(Activity):
Retype the whole of the data exactly.

***** Data supplied

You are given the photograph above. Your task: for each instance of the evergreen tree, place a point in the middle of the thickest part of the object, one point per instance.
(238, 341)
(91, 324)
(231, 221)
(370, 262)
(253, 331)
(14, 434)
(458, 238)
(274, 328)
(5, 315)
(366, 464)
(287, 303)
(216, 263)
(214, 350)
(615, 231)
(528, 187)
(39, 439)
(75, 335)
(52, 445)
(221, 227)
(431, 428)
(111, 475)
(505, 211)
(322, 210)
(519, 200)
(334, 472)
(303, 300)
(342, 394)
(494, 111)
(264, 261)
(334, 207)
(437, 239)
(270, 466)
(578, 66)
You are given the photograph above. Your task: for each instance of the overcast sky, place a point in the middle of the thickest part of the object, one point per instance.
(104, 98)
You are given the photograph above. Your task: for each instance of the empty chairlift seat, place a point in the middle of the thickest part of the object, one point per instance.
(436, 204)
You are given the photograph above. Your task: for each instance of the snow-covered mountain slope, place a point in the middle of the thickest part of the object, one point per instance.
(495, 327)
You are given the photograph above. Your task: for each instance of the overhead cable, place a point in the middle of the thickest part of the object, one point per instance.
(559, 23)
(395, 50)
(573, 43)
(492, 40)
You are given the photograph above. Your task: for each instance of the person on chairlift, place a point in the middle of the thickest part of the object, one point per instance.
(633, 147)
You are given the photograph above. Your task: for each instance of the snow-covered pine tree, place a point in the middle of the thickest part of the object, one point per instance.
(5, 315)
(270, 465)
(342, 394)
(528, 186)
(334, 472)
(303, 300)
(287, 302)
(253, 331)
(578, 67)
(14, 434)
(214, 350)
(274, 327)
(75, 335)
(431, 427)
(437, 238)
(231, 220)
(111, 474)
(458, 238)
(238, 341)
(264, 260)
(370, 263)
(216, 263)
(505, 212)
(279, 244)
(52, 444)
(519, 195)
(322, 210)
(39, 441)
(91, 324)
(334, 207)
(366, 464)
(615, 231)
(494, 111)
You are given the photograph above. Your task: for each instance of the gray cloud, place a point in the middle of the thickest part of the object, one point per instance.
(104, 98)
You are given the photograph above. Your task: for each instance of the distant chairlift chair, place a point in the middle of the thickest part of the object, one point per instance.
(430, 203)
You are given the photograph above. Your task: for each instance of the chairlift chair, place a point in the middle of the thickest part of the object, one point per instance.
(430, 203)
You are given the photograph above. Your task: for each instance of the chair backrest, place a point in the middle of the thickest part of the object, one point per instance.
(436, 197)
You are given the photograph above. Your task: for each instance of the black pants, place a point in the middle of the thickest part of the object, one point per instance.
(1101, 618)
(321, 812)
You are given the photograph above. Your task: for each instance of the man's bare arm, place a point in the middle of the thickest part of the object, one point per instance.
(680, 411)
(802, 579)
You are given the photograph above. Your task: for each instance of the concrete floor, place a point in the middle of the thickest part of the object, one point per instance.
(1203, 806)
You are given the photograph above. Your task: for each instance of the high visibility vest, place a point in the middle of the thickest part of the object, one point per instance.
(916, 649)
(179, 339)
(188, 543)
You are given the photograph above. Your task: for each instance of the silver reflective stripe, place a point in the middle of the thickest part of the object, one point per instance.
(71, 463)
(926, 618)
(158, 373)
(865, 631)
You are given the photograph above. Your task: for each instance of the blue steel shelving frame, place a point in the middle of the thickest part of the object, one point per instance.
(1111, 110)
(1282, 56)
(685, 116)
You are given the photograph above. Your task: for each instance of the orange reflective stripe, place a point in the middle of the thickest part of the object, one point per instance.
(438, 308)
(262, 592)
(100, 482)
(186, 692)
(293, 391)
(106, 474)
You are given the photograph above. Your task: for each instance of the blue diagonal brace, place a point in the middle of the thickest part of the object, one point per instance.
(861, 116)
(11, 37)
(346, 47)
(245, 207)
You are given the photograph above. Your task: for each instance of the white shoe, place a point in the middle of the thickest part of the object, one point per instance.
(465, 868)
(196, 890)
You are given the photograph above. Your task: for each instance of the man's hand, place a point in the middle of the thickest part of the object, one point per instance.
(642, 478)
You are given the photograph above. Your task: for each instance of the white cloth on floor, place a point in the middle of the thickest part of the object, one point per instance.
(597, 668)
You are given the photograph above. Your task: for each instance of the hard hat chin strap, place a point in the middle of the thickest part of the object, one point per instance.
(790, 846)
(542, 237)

**********

(Result):
You are given the photograph above. Your task: for each instance of the evergreen tree, place a point in the middle of the thickest part of the object, one point per instance.
(238, 341)
(91, 324)
(231, 221)
(370, 262)
(253, 331)
(14, 434)
(458, 238)
(274, 328)
(5, 315)
(366, 464)
(287, 303)
(216, 263)
(214, 350)
(615, 231)
(528, 187)
(39, 439)
(75, 335)
(52, 445)
(221, 227)
(431, 428)
(111, 475)
(505, 211)
(322, 210)
(519, 200)
(334, 472)
(303, 300)
(342, 394)
(494, 111)
(264, 261)
(334, 207)
(437, 239)
(270, 466)
(578, 66)
You are given the photograph above. Your task: for each instance of the overcast sky, place a point in the middle of the thickest part of the object, one point per instance.
(104, 98)
You are given the photograph above. Your task: for each instance of the empty chairlift seat, place a point in the middle of the thickest part of the object, one point per instance.
(436, 204)
You are given the photograph above. Your task: for each instance of the snow-covered mountain slope, place a point in the middle of the thickest part of the object, one point per instance.
(495, 327)
You are given the photograph above. Your task: for each instance of the overhead cable, place a point in the middle of the thickest part of the object, one point per instance.
(559, 23)
(395, 50)
(573, 43)
(492, 40)
You are given the photograph above. Your task: for each instance of the person on chairlift, place a point in the middle of the thickest part of the object, one point per instance.
(633, 147)
You are given the photograph above. Your task: for each instance of the snow-covered pine tree, place a point in the middle of the thickest part of the object, one point per instance.
(5, 315)
(270, 465)
(342, 394)
(528, 186)
(334, 472)
(303, 300)
(287, 302)
(253, 331)
(578, 67)
(14, 434)
(214, 350)
(274, 327)
(75, 335)
(431, 427)
(437, 238)
(231, 220)
(111, 474)
(458, 238)
(238, 341)
(264, 260)
(370, 263)
(216, 263)
(505, 212)
(279, 244)
(52, 444)
(519, 195)
(322, 210)
(39, 441)
(91, 324)
(334, 207)
(366, 464)
(615, 231)
(494, 111)
You are given the photograph above. Your task: for each instance of the gray cloud, place a point in the middle of the thickest part of the object, one point per instance.
(104, 98)
You are given the photograph above. Your task: for each instance of the distant chairlift chair, place a point in the middle of the thickest part of the object, one point per instance.
(430, 203)
You are given the photograph above. Your task: for each instance of the chairlift chair, place a point in the middle of the thickest part of the object, one point per instance.
(430, 203)
You are given the photograph above. Your task: for each instance of the chair backrest, place a point in the middle of the thickest part of the object, one point per instance.
(436, 197)
You are given the photograph above. Your task: for each instance of the black pants, place a point in the middle of the thickest part of the object, one point per instance.
(1101, 618)
(321, 812)
You are given the photograph above. Your task: for each instance of the man's bare arm, place a point in the middle of the thickest part of the object, one point per instance.
(680, 411)
(802, 579)
You are given the photograph above. Your task: for each instance of the concrete floor, place a point in the middle of the thickest part of the object, one point per instance.
(1203, 806)
You are given the photograph above. Your task: for each instance of the high visibility vest, place a point in the middle of the thickest part of the object, one point per instance.
(916, 649)
(179, 339)
(188, 543)
You are given the photograph above. Your task: for each instance of the silver reflective stripe, place a point in the middle of the thickest part of the object, one point per instance.
(71, 463)
(926, 618)
(158, 373)
(865, 631)
You are given the photograph above. Your task: for each instance of the blue steel shelving frame, place a point in the middle of the thickest part of the object, one point per instance.
(1111, 110)
(1282, 56)
(685, 116)
You are given the photograph above. Your task: for each instance of the orange reflective stripe, place a point in the middle of the thickest part of the object, one point per instance.
(438, 308)
(262, 592)
(100, 482)
(186, 692)
(293, 391)
(106, 474)
You are given the photograph above. Your task: for each instance of the blue diagonal brace, place a point in the middle of the thickest part of the object, one point per instance.
(861, 116)
(11, 37)
(346, 47)
(245, 207)
You are given the photograph above. Your task: for each instance of the white shoe, place a point in the middle of the thickest part of the object, one point per instance.
(465, 868)
(196, 890)
You are given the photograph above. Your task: for each instance of the man's hand, place a point in the middle of the thickest part of the object, one point per instance.
(642, 478)
You are given the photograph above. Your task: for each instance of the white cloth on floor, place a point in the middle of the thickest part of the object, one point per instance.
(597, 668)
You are given the photograph above. Your task: for each instance of the hard hat chin strap, place a point in the middle of the thickest part of the object, one point per instance.
(790, 846)
(542, 237)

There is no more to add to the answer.